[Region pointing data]

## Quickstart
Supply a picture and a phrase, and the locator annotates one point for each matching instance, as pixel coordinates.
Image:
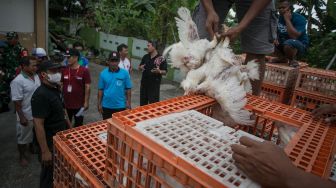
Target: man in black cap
(49, 116)
(114, 88)
(153, 66)
(11, 57)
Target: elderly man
(22, 89)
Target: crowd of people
(49, 93)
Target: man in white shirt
(124, 61)
(22, 89)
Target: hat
(72, 52)
(24, 53)
(11, 35)
(154, 43)
(39, 52)
(114, 56)
(47, 65)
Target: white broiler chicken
(212, 68)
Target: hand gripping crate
(317, 81)
(173, 154)
(313, 147)
(273, 93)
(282, 75)
(80, 155)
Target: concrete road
(13, 175)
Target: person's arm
(87, 96)
(87, 82)
(268, 165)
(99, 100)
(128, 98)
(41, 138)
(18, 108)
(142, 63)
(255, 8)
(212, 20)
(17, 97)
(101, 86)
(128, 87)
(292, 32)
(163, 68)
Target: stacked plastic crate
(131, 159)
(134, 159)
(80, 155)
(279, 81)
(314, 87)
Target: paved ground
(13, 175)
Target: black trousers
(46, 176)
(47, 172)
(149, 92)
(78, 119)
(107, 112)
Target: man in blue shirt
(292, 34)
(114, 88)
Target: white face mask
(54, 78)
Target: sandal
(277, 60)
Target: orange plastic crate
(80, 156)
(273, 92)
(200, 103)
(313, 148)
(317, 81)
(134, 161)
(309, 101)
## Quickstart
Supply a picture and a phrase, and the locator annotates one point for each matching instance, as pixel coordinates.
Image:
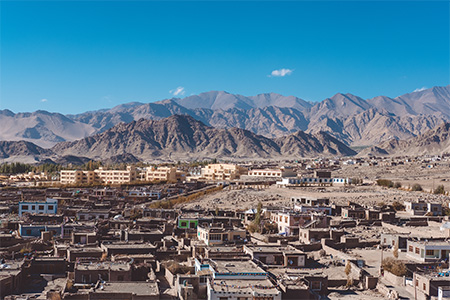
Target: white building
(50, 206)
(277, 173)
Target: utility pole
(381, 262)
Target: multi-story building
(287, 256)
(278, 173)
(99, 175)
(164, 174)
(421, 208)
(290, 222)
(223, 172)
(116, 176)
(428, 251)
(49, 206)
(212, 236)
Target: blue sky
(74, 56)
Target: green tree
(416, 187)
(440, 190)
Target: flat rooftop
(84, 249)
(135, 288)
(274, 249)
(114, 266)
(129, 246)
(262, 286)
(227, 266)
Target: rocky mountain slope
(183, 137)
(354, 121)
(432, 142)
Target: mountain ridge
(346, 117)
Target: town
(359, 228)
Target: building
(49, 206)
(315, 235)
(213, 235)
(420, 208)
(428, 251)
(90, 271)
(77, 177)
(289, 223)
(393, 240)
(99, 175)
(286, 256)
(310, 201)
(223, 172)
(34, 230)
(353, 212)
(164, 174)
(186, 221)
(428, 283)
(236, 280)
(277, 173)
(12, 277)
(312, 181)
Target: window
(316, 285)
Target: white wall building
(50, 206)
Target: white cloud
(281, 72)
(179, 91)
(421, 89)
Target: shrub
(394, 266)
(440, 190)
(398, 206)
(416, 188)
(395, 253)
(385, 183)
(252, 227)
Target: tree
(395, 253)
(394, 266)
(416, 187)
(348, 270)
(398, 206)
(440, 190)
(258, 217)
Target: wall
(394, 279)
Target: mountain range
(433, 142)
(349, 118)
(178, 137)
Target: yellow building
(164, 174)
(223, 172)
(99, 175)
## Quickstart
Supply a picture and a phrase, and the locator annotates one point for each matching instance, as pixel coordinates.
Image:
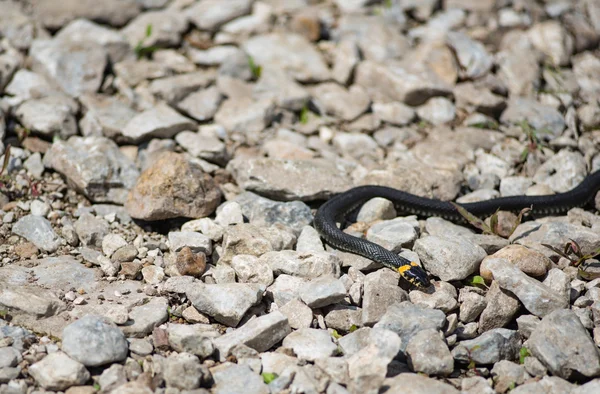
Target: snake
(339, 206)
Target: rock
(249, 269)
(489, 348)
(231, 378)
(91, 230)
(252, 240)
(290, 52)
(93, 341)
(412, 384)
(160, 121)
(196, 339)
(428, 353)
(564, 346)
(58, 372)
(322, 291)
(259, 334)
(395, 234)
(310, 344)
(303, 265)
(105, 116)
(183, 371)
(562, 172)
(38, 231)
(502, 305)
(544, 33)
(95, 166)
(381, 290)
(449, 259)
(173, 187)
(49, 116)
(537, 298)
(264, 212)
(410, 85)
(62, 61)
(406, 320)
(347, 104)
(143, 318)
(226, 303)
(531, 262)
(538, 116)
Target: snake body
(340, 205)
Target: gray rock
(539, 116)
(489, 348)
(183, 371)
(564, 346)
(290, 52)
(537, 298)
(104, 115)
(168, 26)
(428, 353)
(437, 111)
(196, 339)
(412, 85)
(502, 305)
(265, 212)
(259, 334)
(94, 341)
(201, 105)
(249, 269)
(322, 291)
(275, 178)
(95, 166)
(381, 290)
(91, 230)
(143, 318)
(406, 320)
(394, 234)
(562, 172)
(226, 303)
(285, 288)
(57, 371)
(413, 383)
(472, 56)
(232, 378)
(161, 121)
(278, 86)
(303, 265)
(443, 297)
(49, 116)
(507, 374)
(449, 259)
(38, 231)
(195, 241)
(112, 377)
(62, 61)
(337, 101)
(310, 344)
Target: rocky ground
(163, 160)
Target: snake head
(415, 274)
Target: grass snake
(342, 204)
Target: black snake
(340, 205)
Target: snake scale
(342, 204)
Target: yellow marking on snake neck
(404, 268)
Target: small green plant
(523, 353)
(492, 228)
(268, 377)
(142, 50)
(572, 252)
(477, 281)
(254, 68)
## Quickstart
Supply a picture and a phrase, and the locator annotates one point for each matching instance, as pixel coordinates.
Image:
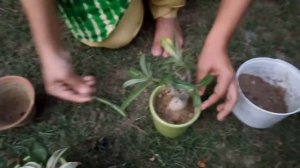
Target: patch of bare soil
(263, 94)
(174, 117)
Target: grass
(99, 137)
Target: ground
(99, 137)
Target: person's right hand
(62, 82)
(214, 60)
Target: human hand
(61, 81)
(214, 60)
(166, 28)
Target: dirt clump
(263, 94)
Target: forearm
(165, 8)
(229, 15)
(44, 25)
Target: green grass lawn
(99, 137)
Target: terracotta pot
(16, 102)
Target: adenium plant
(39, 158)
(174, 73)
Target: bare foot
(166, 27)
(61, 81)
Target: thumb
(78, 85)
(201, 73)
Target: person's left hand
(214, 60)
(166, 28)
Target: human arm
(214, 58)
(59, 77)
(165, 14)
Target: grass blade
(133, 81)
(113, 106)
(205, 81)
(134, 73)
(51, 163)
(39, 152)
(134, 95)
(143, 65)
(70, 165)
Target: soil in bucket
(170, 116)
(263, 94)
(14, 102)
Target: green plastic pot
(167, 129)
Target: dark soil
(263, 94)
(173, 117)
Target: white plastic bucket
(271, 70)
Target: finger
(89, 80)
(64, 92)
(219, 91)
(201, 73)
(156, 49)
(78, 86)
(165, 54)
(231, 99)
(220, 107)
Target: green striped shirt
(92, 20)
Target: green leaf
(143, 65)
(39, 152)
(133, 82)
(134, 94)
(181, 84)
(134, 73)
(205, 81)
(70, 165)
(196, 99)
(169, 46)
(113, 106)
(51, 163)
(2, 163)
(32, 165)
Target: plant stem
(115, 107)
(134, 95)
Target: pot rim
(25, 82)
(155, 115)
(290, 66)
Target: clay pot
(16, 102)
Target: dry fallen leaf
(152, 159)
(201, 164)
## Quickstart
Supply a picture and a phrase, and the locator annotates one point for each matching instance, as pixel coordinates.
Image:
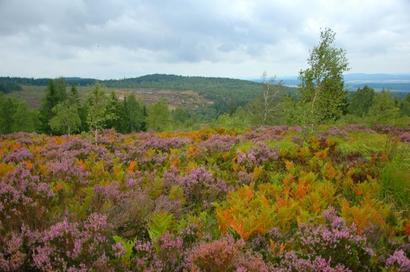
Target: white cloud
(236, 38)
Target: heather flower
(219, 143)
(67, 169)
(19, 155)
(200, 186)
(223, 255)
(399, 260)
(257, 155)
(66, 243)
(338, 243)
(291, 262)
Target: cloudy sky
(233, 38)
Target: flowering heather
(18, 155)
(258, 155)
(224, 255)
(206, 200)
(200, 186)
(266, 133)
(399, 260)
(337, 242)
(219, 143)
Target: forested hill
(225, 93)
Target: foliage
(383, 109)
(206, 200)
(361, 101)
(322, 83)
(159, 117)
(66, 119)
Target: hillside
(223, 94)
(397, 83)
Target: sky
(225, 38)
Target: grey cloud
(195, 34)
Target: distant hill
(392, 82)
(222, 94)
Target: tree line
(64, 111)
(321, 97)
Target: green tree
(66, 119)
(322, 84)
(181, 117)
(405, 105)
(114, 107)
(361, 101)
(56, 93)
(133, 118)
(15, 116)
(383, 109)
(98, 114)
(159, 117)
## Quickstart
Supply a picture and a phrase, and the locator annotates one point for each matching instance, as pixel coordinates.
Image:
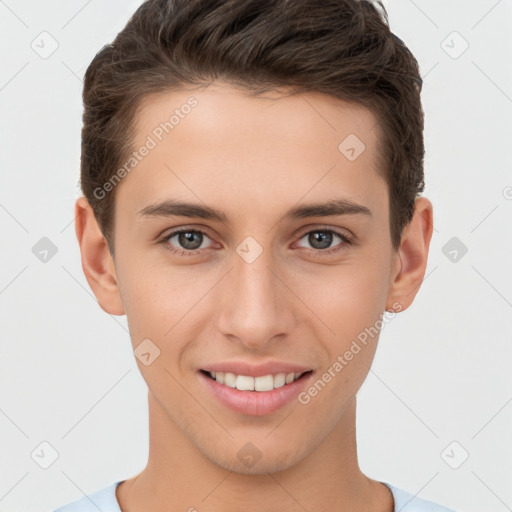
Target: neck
(179, 477)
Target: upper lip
(255, 370)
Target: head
(257, 112)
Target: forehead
(221, 145)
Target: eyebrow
(173, 208)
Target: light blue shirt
(105, 500)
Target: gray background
(440, 387)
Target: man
(251, 174)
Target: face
(259, 288)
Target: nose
(255, 304)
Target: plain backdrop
(435, 413)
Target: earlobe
(413, 256)
(97, 262)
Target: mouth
(262, 383)
(260, 394)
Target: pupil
(323, 237)
(187, 239)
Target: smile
(248, 383)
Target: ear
(411, 257)
(97, 262)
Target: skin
(253, 158)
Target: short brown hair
(343, 48)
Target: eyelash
(347, 240)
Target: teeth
(248, 383)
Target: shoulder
(104, 500)
(407, 502)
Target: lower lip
(256, 403)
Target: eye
(322, 239)
(187, 242)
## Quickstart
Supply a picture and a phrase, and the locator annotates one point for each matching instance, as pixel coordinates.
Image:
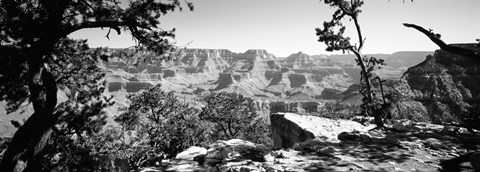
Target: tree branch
(435, 38)
(98, 24)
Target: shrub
(161, 123)
(234, 116)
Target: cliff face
(446, 85)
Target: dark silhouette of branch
(472, 54)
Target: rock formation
(290, 128)
(442, 89)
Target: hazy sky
(283, 27)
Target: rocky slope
(337, 145)
(270, 80)
(443, 88)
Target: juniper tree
(29, 33)
(332, 34)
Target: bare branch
(472, 54)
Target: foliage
(81, 116)
(234, 116)
(30, 33)
(332, 34)
(161, 122)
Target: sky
(284, 27)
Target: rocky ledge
(413, 146)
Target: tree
(30, 31)
(234, 116)
(332, 34)
(161, 122)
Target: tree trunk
(31, 138)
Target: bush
(234, 116)
(160, 123)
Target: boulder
(475, 161)
(290, 128)
(191, 153)
(235, 149)
(354, 136)
(402, 125)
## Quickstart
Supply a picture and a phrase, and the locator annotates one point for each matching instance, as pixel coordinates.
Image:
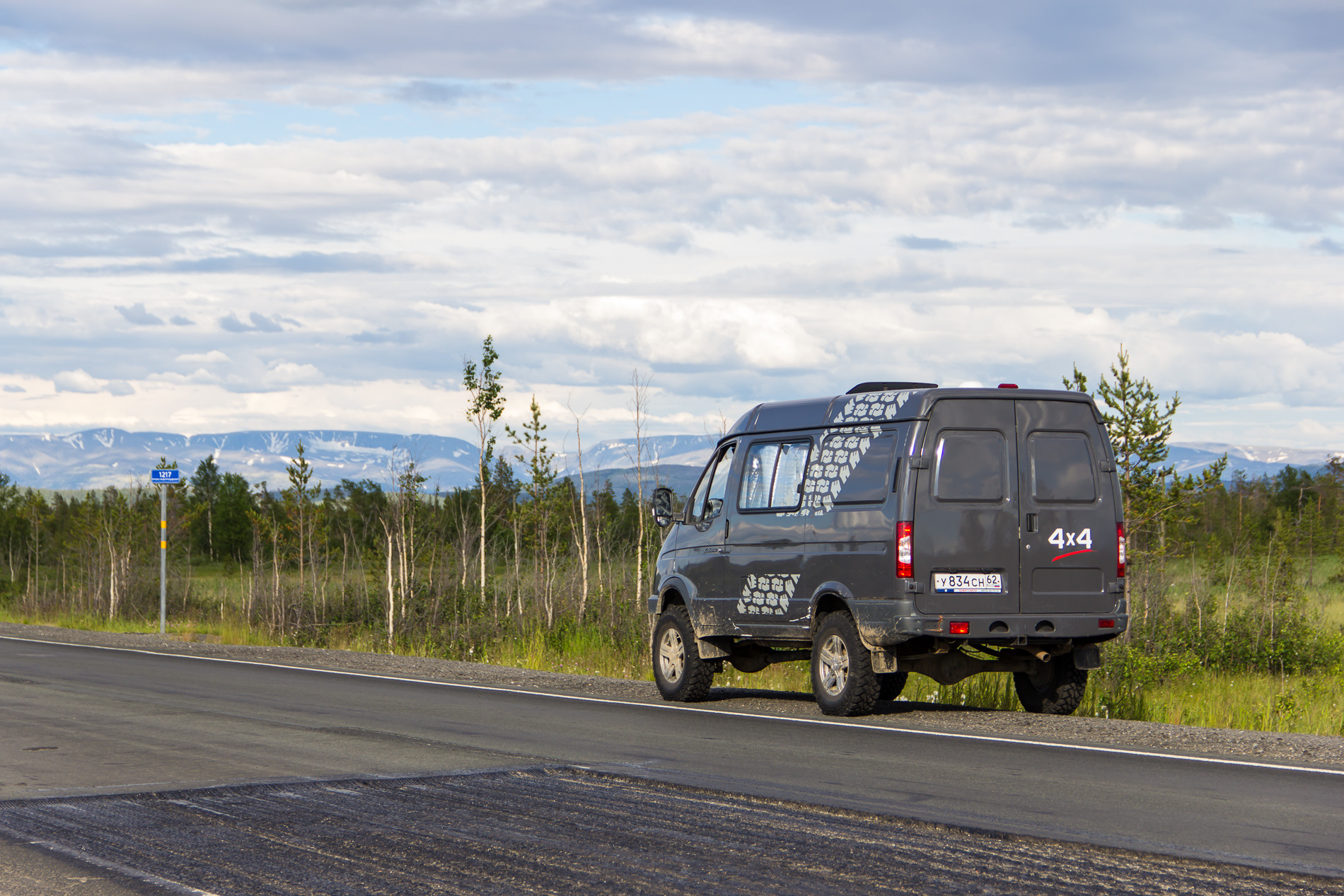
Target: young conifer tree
(484, 409)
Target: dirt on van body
(1287, 748)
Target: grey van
(898, 528)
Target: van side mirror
(663, 513)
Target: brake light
(1120, 549)
(905, 549)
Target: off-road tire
(678, 669)
(1055, 688)
(890, 684)
(842, 668)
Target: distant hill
(1251, 460)
(98, 458)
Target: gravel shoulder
(1290, 748)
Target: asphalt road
(82, 722)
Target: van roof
(871, 407)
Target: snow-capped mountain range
(98, 458)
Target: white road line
(680, 707)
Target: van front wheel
(842, 669)
(1054, 688)
(678, 669)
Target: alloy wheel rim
(671, 655)
(835, 665)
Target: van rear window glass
(772, 475)
(1061, 467)
(969, 467)
(867, 461)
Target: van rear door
(966, 530)
(1069, 515)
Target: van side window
(709, 496)
(1061, 467)
(969, 467)
(772, 475)
(869, 465)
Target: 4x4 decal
(1062, 540)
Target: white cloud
(742, 252)
(213, 356)
(76, 382)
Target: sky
(297, 214)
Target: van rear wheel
(678, 669)
(1054, 688)
(842, 669)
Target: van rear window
(969, 467)
(1061, 467)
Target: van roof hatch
(888, 388)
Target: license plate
(968, 582)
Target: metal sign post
(163, 479)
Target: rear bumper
(887, 624)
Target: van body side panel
(966, 518)
(702, 562)
(850, 536)
(1069, 561)
(765, 548)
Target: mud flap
(1088, 657)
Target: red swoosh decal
(1073, 552)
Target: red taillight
(905, 549)
(1120, 549)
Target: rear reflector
(1120, 549)
(905, 549)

■ About this exercise
With the line that contains "Target: mud flap" as your start, reproduce the data above exactly through its last line, and nothing before that start.

■ Reply to the task
Target: mud flap
(1088, 657)
Target: red swoosh decal
(1073, 552)
Target: red taillight
(905, 549)
(1120, 549)
Target: rear reflector
(1120, 549)
(905, 549)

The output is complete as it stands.